Description of the task ▸ Reproduce the whole listing, character for character.

[Pointing and labeling entries]
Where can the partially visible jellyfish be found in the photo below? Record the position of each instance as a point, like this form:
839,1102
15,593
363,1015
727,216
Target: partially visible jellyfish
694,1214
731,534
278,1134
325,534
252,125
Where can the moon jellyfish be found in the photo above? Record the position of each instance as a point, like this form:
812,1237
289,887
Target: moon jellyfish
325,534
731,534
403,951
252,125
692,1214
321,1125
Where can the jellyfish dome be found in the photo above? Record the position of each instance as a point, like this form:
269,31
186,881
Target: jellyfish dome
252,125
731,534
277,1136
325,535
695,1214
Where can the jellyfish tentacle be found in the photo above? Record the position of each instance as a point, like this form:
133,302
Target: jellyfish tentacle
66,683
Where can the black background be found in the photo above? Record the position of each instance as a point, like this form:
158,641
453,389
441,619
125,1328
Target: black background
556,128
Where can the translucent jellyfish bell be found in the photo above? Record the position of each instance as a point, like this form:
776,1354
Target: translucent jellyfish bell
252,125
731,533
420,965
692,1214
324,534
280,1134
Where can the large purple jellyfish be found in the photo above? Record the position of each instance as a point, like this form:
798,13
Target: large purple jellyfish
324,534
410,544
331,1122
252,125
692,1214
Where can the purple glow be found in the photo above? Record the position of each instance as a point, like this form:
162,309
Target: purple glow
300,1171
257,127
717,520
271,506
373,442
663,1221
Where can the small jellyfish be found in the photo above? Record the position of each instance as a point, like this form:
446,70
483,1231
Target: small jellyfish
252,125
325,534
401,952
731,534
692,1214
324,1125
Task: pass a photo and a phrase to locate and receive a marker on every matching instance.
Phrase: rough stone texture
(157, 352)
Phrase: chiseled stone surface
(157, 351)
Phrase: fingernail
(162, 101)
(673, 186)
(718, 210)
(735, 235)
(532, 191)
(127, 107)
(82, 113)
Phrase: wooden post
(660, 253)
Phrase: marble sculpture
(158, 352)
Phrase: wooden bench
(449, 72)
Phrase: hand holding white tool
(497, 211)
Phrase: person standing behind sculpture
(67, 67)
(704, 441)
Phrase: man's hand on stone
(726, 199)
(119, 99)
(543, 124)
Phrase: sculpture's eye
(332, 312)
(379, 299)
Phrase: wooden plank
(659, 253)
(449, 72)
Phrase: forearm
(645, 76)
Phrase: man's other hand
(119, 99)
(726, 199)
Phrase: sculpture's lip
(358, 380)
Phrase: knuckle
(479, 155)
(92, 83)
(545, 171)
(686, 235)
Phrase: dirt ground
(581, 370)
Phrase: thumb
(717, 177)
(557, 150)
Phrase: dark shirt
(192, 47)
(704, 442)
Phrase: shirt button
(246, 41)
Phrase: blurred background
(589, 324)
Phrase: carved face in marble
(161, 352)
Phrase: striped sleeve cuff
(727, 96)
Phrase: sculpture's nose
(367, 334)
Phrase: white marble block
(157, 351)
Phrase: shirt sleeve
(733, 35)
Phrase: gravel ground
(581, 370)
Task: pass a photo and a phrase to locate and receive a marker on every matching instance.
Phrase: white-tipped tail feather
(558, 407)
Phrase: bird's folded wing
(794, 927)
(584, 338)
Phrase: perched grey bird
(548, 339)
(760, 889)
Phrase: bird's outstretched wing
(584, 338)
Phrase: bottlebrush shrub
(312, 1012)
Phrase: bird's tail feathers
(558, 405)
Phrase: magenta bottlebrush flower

Output for this exercise ▸
Where can the partially visible jellyfish be found in the photo below? Record the position of each instance as a point, like this form:
839,1102
15,593
363,1015
727,216
Target: partially visible jellyfish
694,1214
731,534
278,1134
325,534
252,125
Where can the moon jellyfish be found in the photo above? Record the position of each instance as a point, like this form:
812,1237
289,887
Target: moon jellyfish
325,534
731,534
403,951
252,125
692,1214
321,1125
Where can the jellyfish dome be found in the photo above? Record the position of each instance as a point, like this form:
269,31
186,881
Target: jellyfish dome
252,125
731,534
277,1136
325,535
695,1214
Where can the jellyfish tentacle be found in the photo above? Record the position of each instance as a point, like this form:
133,302
Target: jellyfish tentacle
66,683
Where can the black background be found in the photo above? Record the position of each instance as a point, like this form:
158,641
453,389
441,619
125,1328
Target: black background
556,128
Where can the translucent jellyfish bell be found in the photo above? Record the position of each instance as a point, like this form:
776,1354
Target: translucent jellyfish bell
252,125
731,533
420,965
692,1214
324,534
280,1134
Where can the large purple jellyfish be found in the photo above? Record the position of each instance as a point, like this form:
798,13
Target: large purple jellyfish
324,534
410,544
331,1122
252,125
692,1214
Where can the purple glow be found in the photo above? Record the position of each instance as a point, like this form:
162,309
Target: purple glow
300,1171
257,127
717,520
271,506
373,442
663,1221
Where can the small jellyfish be found in the photo above? Record the position of each instance as a point, like this form:
446,70
483,1231
Target: small jellyfish
252,125
325,534
401,952
731,534
692,1214
324,1125
Task: pass a photo and a phrase to locate and receive a marker on every matching instance.
Phrase: rough stone texture
(157, 352)
Phrase: chiseled stone surface
(157, 351)
Phrase: fingernail
(162, 101)
(673, 186)
(718, 210)
(735, 235)
(532, 191)
(127, 107)
(82, 113)
Phrase: wooden post
(660, 253)
Phrase: marble sculpture
(158, 352)
Phrase: wooden bench
(449, 72)
Phrase: hand holding white tool
(497, 211)
Phrase: person standing behind sculpture
(67, 67)
(704, 441)
Phrase: man's hand on stone
(726, 199)
(119, 99)
(543, 124)
Phrase: sculpture's eye
(332, 312)
(379, 299)
Phrase: wooden plank
(659, 253)
(449, 72)
Phrase: forearm
(645, 76)
Phrase: man's other hand
(119, 99)
(726, 199)
Phrase: sculpture's lip
(358, 380)
Phrase: knuckle
(479, 155)
(92, 83)
(545, 171)
(686, 235)
Phrase: dirt ground
(581, 370)
Phrase: thumb
(717, 177)
(557, 150)
Phrase: dark shirt
(192, 47)
(704, 442)
Phrase: shirt button
(246, 41)
Phrase: blurred background
(589, 324)
Phrase: carved face in marble
(161, 352)
Phrase: striped sleeve cuff
(727, 96)
Phrase: sculpture's nose
(367, 334)
Phrase: white marble block
(157, 351)
Phrase: shirt sleeve
(733, 35)
Phrase: gravel ground
(581, 370)
Task: pass a photo and a phrase to locate and receive a marker on every matching instance.
Phrase: white-tipped tail feather
(558, 407)
Phrase: bird's folded wing
(794, 927)
(584, 338)
Phrase: perched grey bird
(548, 339)
(760, 889)
Phrase: bird's outstretched wing
(584, 338)
Phrase: bottlebrush shrub
(312, 1012)
Phrase: bird's tail feathers
(558, 405)
Phrase: magenta bottlebrush flower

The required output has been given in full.